■ Data entries:

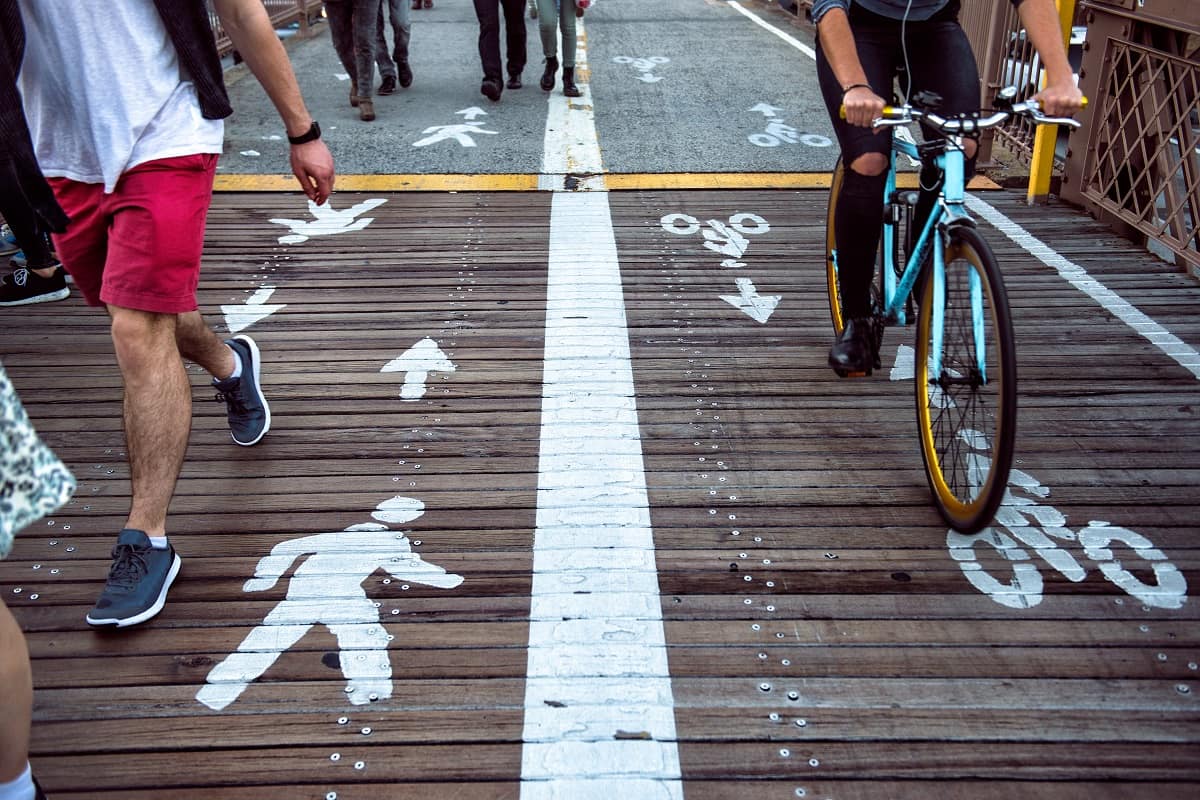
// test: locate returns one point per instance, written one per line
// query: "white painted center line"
(1170, 344)
(599, 710)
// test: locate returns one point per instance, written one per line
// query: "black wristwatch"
(311, 134)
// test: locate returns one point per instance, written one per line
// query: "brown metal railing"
(1138, 168)
(282, 12)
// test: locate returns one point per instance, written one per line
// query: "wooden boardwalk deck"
(826, 637)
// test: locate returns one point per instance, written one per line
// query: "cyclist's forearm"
(839, 48)
(1041, 19)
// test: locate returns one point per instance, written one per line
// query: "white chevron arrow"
(417, 364)
(756, 306)
(239, 318)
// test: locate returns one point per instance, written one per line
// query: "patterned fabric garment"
(33, 480)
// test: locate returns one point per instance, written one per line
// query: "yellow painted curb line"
(615, 182)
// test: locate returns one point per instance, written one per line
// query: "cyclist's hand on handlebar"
(862, 106)
(1060, 100)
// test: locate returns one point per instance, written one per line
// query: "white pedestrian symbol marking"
(643, 66)
(327, 221)
(239, 318)
(417, 364)
(461, 133)
(327, 589)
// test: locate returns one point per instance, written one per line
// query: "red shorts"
(138, 247)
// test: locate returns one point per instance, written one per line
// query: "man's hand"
(313, 167)
(1062, 98)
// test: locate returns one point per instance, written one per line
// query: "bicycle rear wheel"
(967, 410)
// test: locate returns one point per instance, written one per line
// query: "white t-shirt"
(103, 90)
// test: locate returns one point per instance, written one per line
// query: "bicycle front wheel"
(966, 385)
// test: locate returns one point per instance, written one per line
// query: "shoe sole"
(60, 294)
(137, 619)
(256, 364)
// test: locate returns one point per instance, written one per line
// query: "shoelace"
(129, 565)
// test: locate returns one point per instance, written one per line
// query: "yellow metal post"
(1044, 138)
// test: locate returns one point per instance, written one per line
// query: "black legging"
(23, 221)
(489, 14)
(940, 60)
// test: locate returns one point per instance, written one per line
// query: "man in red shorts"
(125, 109)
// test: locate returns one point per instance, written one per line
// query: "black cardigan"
(191, 31)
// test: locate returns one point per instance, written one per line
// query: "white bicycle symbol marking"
(719, 236)
(1039, 528)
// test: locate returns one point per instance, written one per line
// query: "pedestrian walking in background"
(394, 67)
(130, 148)
(354, 28)
(489, 14)
(552, 16)
(35, 483)
(39, 276)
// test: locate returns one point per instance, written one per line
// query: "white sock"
(22, 788)
(237, 366)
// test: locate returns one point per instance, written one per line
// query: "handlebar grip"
(888, 112)
(1083, 103)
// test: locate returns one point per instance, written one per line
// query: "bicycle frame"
(949, 210)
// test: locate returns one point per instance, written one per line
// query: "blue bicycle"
(965, 361)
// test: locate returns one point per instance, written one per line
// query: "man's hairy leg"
(199, 344)
(157, 411)
(16, 699)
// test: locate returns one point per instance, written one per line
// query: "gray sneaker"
(250, 416)
(137, 583)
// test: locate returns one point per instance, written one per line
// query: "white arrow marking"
(418, 362)
(766, 109)
(472, 113)
(756, 306)
(239, 318)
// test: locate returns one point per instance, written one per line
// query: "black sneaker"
(250, 416)
(7, 241)
(24, 287)
(137, 582)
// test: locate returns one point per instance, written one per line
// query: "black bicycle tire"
(973, 513)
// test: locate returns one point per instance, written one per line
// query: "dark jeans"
(353, 25)
(489, 13)
(401, 29)
(940, 60)
(23, 221)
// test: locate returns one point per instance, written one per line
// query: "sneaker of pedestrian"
(137, 583)
(7, 241)
(250, 416)
(24, 287)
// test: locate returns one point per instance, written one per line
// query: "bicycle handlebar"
(897, 115)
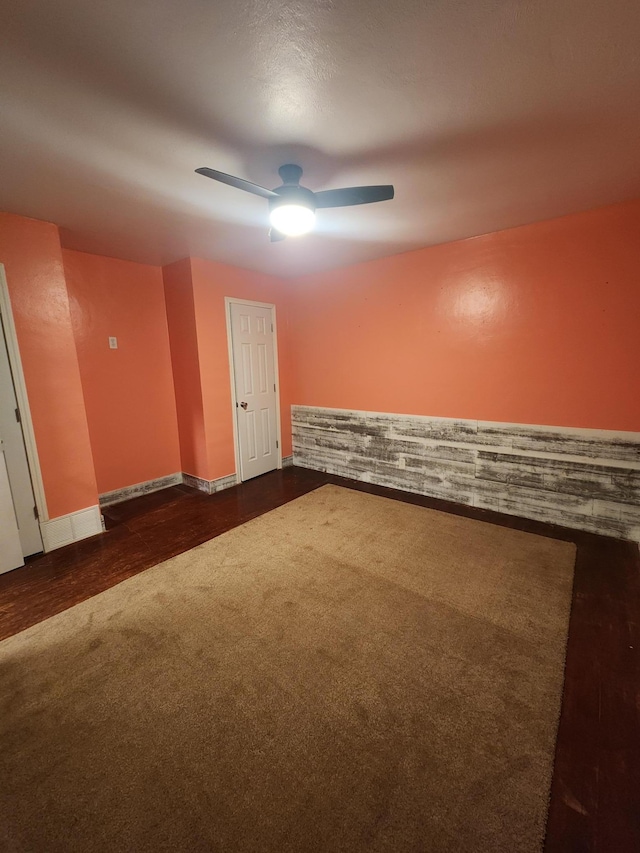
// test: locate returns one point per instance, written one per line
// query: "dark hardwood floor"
(595, 795)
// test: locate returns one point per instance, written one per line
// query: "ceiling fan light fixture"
(292, 219)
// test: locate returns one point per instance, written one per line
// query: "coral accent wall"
(186, 367)
(30, 251)
(128, 391)
(535, 325)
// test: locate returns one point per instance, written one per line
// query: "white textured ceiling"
(483, 114)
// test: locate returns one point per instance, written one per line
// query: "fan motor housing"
(293, 195)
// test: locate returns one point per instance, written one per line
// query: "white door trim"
(228, 302)
(22, 398)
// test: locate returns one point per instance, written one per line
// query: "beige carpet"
(346, 673)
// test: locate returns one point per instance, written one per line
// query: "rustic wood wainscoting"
(583, 479)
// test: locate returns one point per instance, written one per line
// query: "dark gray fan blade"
(353, 195)
(239, 183)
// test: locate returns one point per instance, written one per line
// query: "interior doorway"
(254, 384)
(19, 527)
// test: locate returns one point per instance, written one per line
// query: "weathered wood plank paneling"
(586, 479)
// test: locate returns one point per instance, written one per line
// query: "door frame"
(22, 398)
(228, 302)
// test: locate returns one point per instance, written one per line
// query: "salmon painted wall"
(211, 283)
(181, 318)
(128, 391)
(535, 325)
(30, 251)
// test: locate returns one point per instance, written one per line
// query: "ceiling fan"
(292, 208)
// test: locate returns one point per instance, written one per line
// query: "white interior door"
(254, 377)
(15, 462)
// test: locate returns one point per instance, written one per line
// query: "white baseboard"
(66, 529)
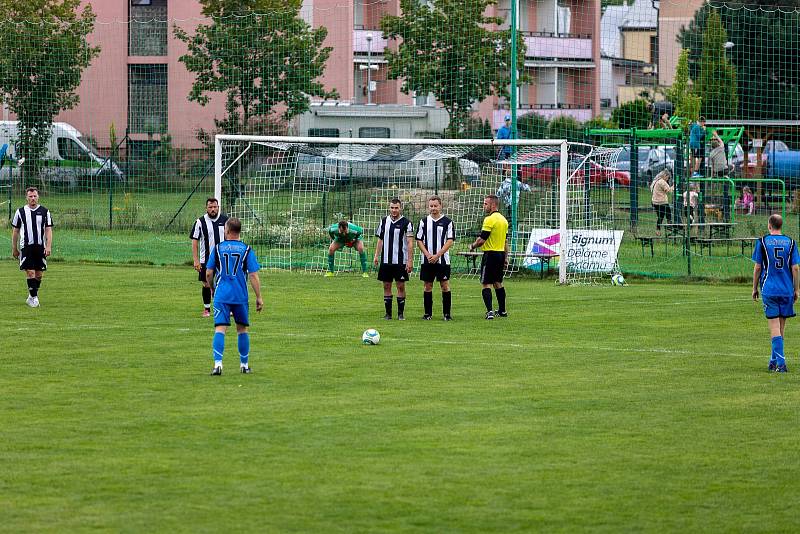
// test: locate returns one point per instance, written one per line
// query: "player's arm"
(757, 276)
(195, 255)
(15, 242)
(48, 243)
(410, 261)
(480, 240)
(255, 283)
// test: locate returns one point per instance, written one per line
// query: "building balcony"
(363, 46)
(549, 48)
(579, 112)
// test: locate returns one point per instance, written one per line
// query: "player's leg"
(205, 291)
(222, 320)
(243, 339)
(486, 285)
(401, 299)
(427, 275)
(335, 245)
(446, 302)
(384, 275)
(362, 256)
(500, 291)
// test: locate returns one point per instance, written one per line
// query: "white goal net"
(288, 191)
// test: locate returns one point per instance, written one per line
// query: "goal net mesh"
(287, 192)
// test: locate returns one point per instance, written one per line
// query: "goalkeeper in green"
(346, 234)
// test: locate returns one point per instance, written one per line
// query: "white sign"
(585, 250)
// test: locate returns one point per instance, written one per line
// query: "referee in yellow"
(495, 256)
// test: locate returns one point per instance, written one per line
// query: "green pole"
(514, 191)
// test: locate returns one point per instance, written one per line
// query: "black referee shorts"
(429, 272)
(492, 266)
(31, 258)
(392, 273)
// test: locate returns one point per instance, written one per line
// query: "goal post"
(289, 190)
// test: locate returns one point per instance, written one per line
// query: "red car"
(545, 169)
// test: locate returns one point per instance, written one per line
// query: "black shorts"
(492, 267)
(32, 258)
(434, 271)
(392, 273)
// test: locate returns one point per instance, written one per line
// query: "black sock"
(445, 303)
(501, 298)
(427, 300)
(487, 298)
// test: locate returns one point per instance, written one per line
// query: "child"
(747, 202)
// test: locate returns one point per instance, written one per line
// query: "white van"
(68, 156)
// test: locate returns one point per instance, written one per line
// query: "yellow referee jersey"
(497, 226)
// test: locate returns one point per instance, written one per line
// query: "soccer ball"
(370, 337)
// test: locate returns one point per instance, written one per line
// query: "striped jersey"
(434, 234)
(776, 254)
(32, 223)
(209, 233)
(394, 235)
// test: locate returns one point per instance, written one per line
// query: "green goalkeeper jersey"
(353, 233)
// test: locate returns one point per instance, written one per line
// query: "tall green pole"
(514, 191)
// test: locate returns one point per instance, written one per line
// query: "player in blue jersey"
(228, 268)
(777, 274)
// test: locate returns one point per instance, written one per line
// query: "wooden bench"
(709, 242)
(544, 259)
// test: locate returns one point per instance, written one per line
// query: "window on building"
(70, 150)
(323, 132)
(654, 49)
(147, 98)
(373, 131)
(148, 28)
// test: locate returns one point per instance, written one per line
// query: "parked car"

■ What you need to do:
Write every line of the entries above as a JSON list of strings, one string per line, with blank lines skipped and the pictures left out.

■ Solved exercise:
[
  "// test: locate returns one point per instance, written one per line",
  "// query: \"white painted center line\"",
  "(1170, 344)",
  "(599, 710)",
  "// test: locate returns one point per instance, written one per line",
  "// query: \"black wristwatch\"",
  "(311, 134)",
  "// test: locate returns one point per instance, written one per line",
  "// query: \"brown metal railing\"",
  "(1138, 168)",
  "(282, 12)",
  "// test: locate returns one point per instance, written one per line",
  "// query: \"wooden boardwalk deck\"",
  "(826, 637)",
  "// test: locate returns one point per instance, written one per line",
  "// query: \"cyclist's forearm\"",
  "(839, 48)",
  "(1041, 19)",
  "// test: locate returns one point per instance, written one per line",
  "// query: \"white chevron arrow\"",
  "(417, 364)",
  "(756, 306)",
  "(239, 318)",
  "// test: locate returns one point per instance, written one per line",
  "// query: \"patterned fabric garment\"",
  "(33, 480)",
  "// test: locate returns one point per instance, written one per line",
  "// query: \"yellow painted curb line\"",
  "(615, 182)",
  "// test: locate returns one point per instance, written one per line",
  "// query: \"cyclist's hand on handlebar\"",
  "(862, 106)",
  "(1060, 100)",
  "// test: locate returns one point per instance, written one per line",
  "// query: \"white pedestrian symbol marking\"",
  "(643, 66)",
  "(327, 221)",
  "(239, 318)",
  "(417, 364)",
  "(461, 133)",
  "(327, 589)",
  "// test: locate returns one point per instance, written one per line",
  "// query: \"red shorts\"",
  "(138, 247)",
  "// test: locate returns one point per instance, written one per line",
  "// query: \"man's hand\"",
  "(313, 167)",
  "(1062, 98)",
  "// test: locate returns one point per instance, written one per line",
  "// query: \"bicycle rear wheel\"",
  "(967, 410)",
  "// test: locate returns one point per instance, written one per line",
  "// query: \"white t-shirt\"",
  "(103, 90)",
  "// test: locate returns one point per instance, written one per line",
  "// query: \"bicycle front wheel\"",
  "(966, 385)",
  "// test: locate returns one point per instance, written one per line",
  "// query: \"shoe sole\"",
  "(60, 294)",
  "(137, 619)",
  "(256, 364)",
  "// test: locate returns one point per instance, written one per line",
  "// query: \"shoelace\"",
  "(129, 565)",
  "// test: locate returns one point per instance, written one per line",
  "// query: \"yellow metal post\"",
  "(1044, 138)",
  "// test: locate returns one point per instance, written one per line",
  "// query: \"black legging\"",
  "(23, 221)",
  "(489, 14)",
  "(940, 60)",
  "// test: locate returns one point per instance, written one per line",
  "// query: \"man in red shorts\"",
  "(125, 109)",
  "// test: locate returns one point per instance, written one per line",
  "// query: \"black cardigan\"",
  "(191, 31)",
  "// test: locate returns one point per instance, written one per line",
  "// query: \"white bicycle symbol marking\"",
  "(719, 236)",
  "(1039, 528)",
  "// test: locate returns one point per instance, written one per line",
  "// query: \"pedestrian walking in background\"",
  "(394, 67)",
  "(130, 148)",
  "(354, 28)",
  "(489, 14)",
  "(552, 16)",
  "(35, 483)",
  "(39, 276)",
  "// test: locate returns one point per instance, written one per line",
  "// query: \"white sock\"",
  "(22, 788)",
  "(237, 366)",
  "// test: locate returns one point per instance, written one per line",
  "// query: \"handlebar grip\"",
  "(888, 112)",
  "(1083, 103)",
  "// test: locate returns one point per instance, written one per line",
  "// query: \"bicycle frame\"",
  "(949, 210)",
  "// test: locate returns one point per instance, written one per line",
  "// query: \"blue bicycle\"",
  "(965, 361)",
  "// test: locate returns one point per instance, written one per line",
  "// query: \"man's hairy leg\"",
  "(199, 344)",
  "(157, 411)",
  "(16, 699)",
  "// test: locate returns one point per instance, written one per line",
  "// query: \"gray sneaker\"",
  "(250, 416)",
  "(137, 583)",
  "// test: locate returns one point per instance, written one per line",
  "// query: \"white arrow marking\"",
  "(418, 362)",
  "(766, 109)",
  "(472, 113)",
  "(756, 306)",
  "(239, 318)",
  "// test: locate returns one point per instance, written one per line",
  "// query: \"black sneaker\"",
  "(250, 416)",
  "(7, 241)",
  "(24, 287)",
  "(137, 582)",
  "// test: locate returns one point per instance, written one per line",
  "// query: \"black bicycle tire\"",
  "(973, 513)",
  "// test: locate returns one point per instance, written one per line",
  "// query: \"dark jeans\"",
  "(353, 25)",
  "(489, 13)",
  "(401, 29)",
  "(940, 60)",
  "(23, 221)",
  "// test: locate returns one point per instance, written one per line",
  "// query: \"sneaker of pedestrian\"",
  "(137, 583)",
  "(7, 241)",
  "(250, 416)",
  "(24, 287)",
  "// test: locate returns one point per instance, written one per line",
  "// query: \"bicycle handlebar\"",
  "(897, 115)",
  "// test: locate returns one point per instance, written one per line",
  "// query: \"dark hardwood floor\"",
  "(595, 795)",
  "// test: locate returns one point per instance, written one per line",
  "// query: \"ceiling fan light fixture\"",
  "(292, 219)",
  "// test: locate returns one point per instance, written one per line",
  "// query: \"coral accent wall\"",
  "(186, 367)",
  "(30, 251)",
  "(128, 391)",
  "(535, 325)",
  "// test: locate returns one point per instance, written one per line",
  "// query: \"white textured ceiling\"",
  "(483, 114)",
  "// test: locate returns one point per instance, written one per line",
  "// query: \"fan motor housing\"",
  "(293, 195)",
  "// test: locate returns one point per instance, written one per line",
  "// query: \"white door trim\"",
  "(228, 302)",
  "(22, 398)",
  "// test: locate returns one point per instance, written one per line",
  "// query: \"beige carpet\"",
  "(346, 673)",
  "// test: locate returns one point per instance, written one per line",
  "// query: \"rustic wood wainscoting\"",
  "(583, 479)",
  "// test: locate returns one point per instance, written one per line",
  "// query: \"dark gray fan blade\"",
  "(353, 195)",
  "(239, 183)",
  "// test: locate returns one point per instance, written one per line",
  "// query: \"interior doorway\"",
  "(254, 384)",
  "(19, 527)",
  "// test: locate returns one point per instance, written one per line",
  "// query: \"weathered wood plank paneling\"",
  "(586, 479)",
  "// test: locate returns one point per instance, written one per line",
  "// query: \"door frame\"",
  "(22, 398)",
  "(228, 302)",
  "// test: locate returns one point per instance, written one per line",
  "// query: \"salmon painted wall\"",
  "(211, 283)",
  "(181, 318)",
  "(128, 391)",
  "(535, 325)",
  "(30, 251)",
  "// test: locate returns one point per instance, written one per line",
  "// query: \"ceiling fan\"",
  "(292, 208)",
  "// test: locate returns one point per instance, written one per line",
  "// query: \"white interior door\"",
  "(254, 377)",
  "(15, 462)",
  "// test: locate returns one point per instance, written one per line",
  "// query: \"white baseboard\"",
  "(66, 529)",
  "// test: locate returns one point per instance, written one per line",
  "// query: \"player's arm\"",
  "(757, 276)",
  "(195, 255)",
  "(15, 242)",
  "(48, 243)",
  "(410, 261)",
  "(480, 240)",
  "(255, 283)",
  "// test: locate returns one point per instance, written one per line",
  "// query: \"building balcony\"",
  "(363, 46)",
  "(549, 48)",
  "(579, 112)",
  "// test: locate returns one point per instance, written one per line",
  "// query: \"player's leg\"",
  "(205, 291)",
  "(222, 320)",
  "(243, 339)",
  "(486, 285)",
  "(401, 299)",
  "(427, 275)",
  "(335, 245)",
  "(446, 302)",
  "(384, 275)",
  "(362, 256)",
  "(500, 291)",
  "// test: locate returns one point per instance, written one per line",
  "// query: \"white goal net\"",
  "(288, 191)",
  "// test: locate returns one point per instance, written one per line",
  "// query: \"goal net mesh\"",
  "(287, 192)",
  "// test: locate returns one point per instance, written one per line",
  "// query: \"goalkeeper in green\"",
  "(346, 234)",
  "// test: locate returns one point per instance, written one per line",
  "// query: \"white sign\"",
  "(585, 250)",
  "// test: locate returns one point per instance, written one per line",
  "// query: \"referee in yellow\"",
  "(495, 256)",
  "// test: locate returns one point per instance, written one per line",
  "// query: \"green pole\"",
  "(514, 191)",
  "// test: locate returns one point per instance, written one per line",
  "// query: \"black referee shorts\"",
  "(429, 272)",
  "(492, 266)",
  "(31, 258)",
  "(392, 273)",
  "// test: locate returns one point per instance, written one per line",
  "// query: \"goal post\"",
  "(289, 190)",
  "// test: locate returns one point per instance, written one per line",
  "// query: \"red car\"",
  "(545, 169)",
  "// test: locate returns one point per instance, written one per line",
  "// query: \"black shorts\"",
  "(492, 267)",
  "(32, 258)",
  "(434, 271)",
  "(392, 273)",
  "// test: locate returns one point per instance, written one per line",
  "// query: \"black sock\"",
  "(445, 303)",
  "(501, 298)",
  "(427, 300)",
  "(487, 298)",
  "// test: locate returns one point per instance, written one per line",
  "// query: \"child\"",
  "(747, 202)",
  "// test: locate returns one point per instance, written one per line",
  "// query: \"white van\"",
  "(68, 156)",
  "// test: locate returns one point per instance, written one per line",
  "// query: \"yellow referee jersey\"",
  "(497, 226)",
  "// test: locate returns one point per instance, written one per line",
  "// query: \"soccer ball\"",
  "(370, 337)",
  "// test: locate returns one point per instance, written one per line",
  "// query: \"striped jersey\"",
  "(434, 234)",
  "(776, 254)",
  "(32, 223)",
  "(209, 233)",
  "(394, 235)",
  "// test: locate returns one point per instance, written one per line",
  "// query: \"green goalkeeper jersey\"",
  "(353, 233)",
  "// test: locate returns one point per instance, written one per line",
  "// query: \"tall green pole\"",
  "(514, 191)",
  "// test: locate returns one point per instance, written one per line",
  "// query: \"player in blue jersey\"",
  "(228, 268)",
  "(777, 274)",
  "// test: locate returns one point per instance, written one per line",
  "// query: \"wooden bench\"",
  "(709, 242)",
  "(544, 259)",
  "// test: locate returns one point per instance, written one per line",
  "// query: \"window on building\"",
  "(70, 150)",
  "(323, 132)",
  "(654, 49)",
  "(147, 98)",
  "(373, 131)",
  "(148, 28)",
  "// test: locate returns one point per instance, written one per line",
  "// query: \"parked car\""
]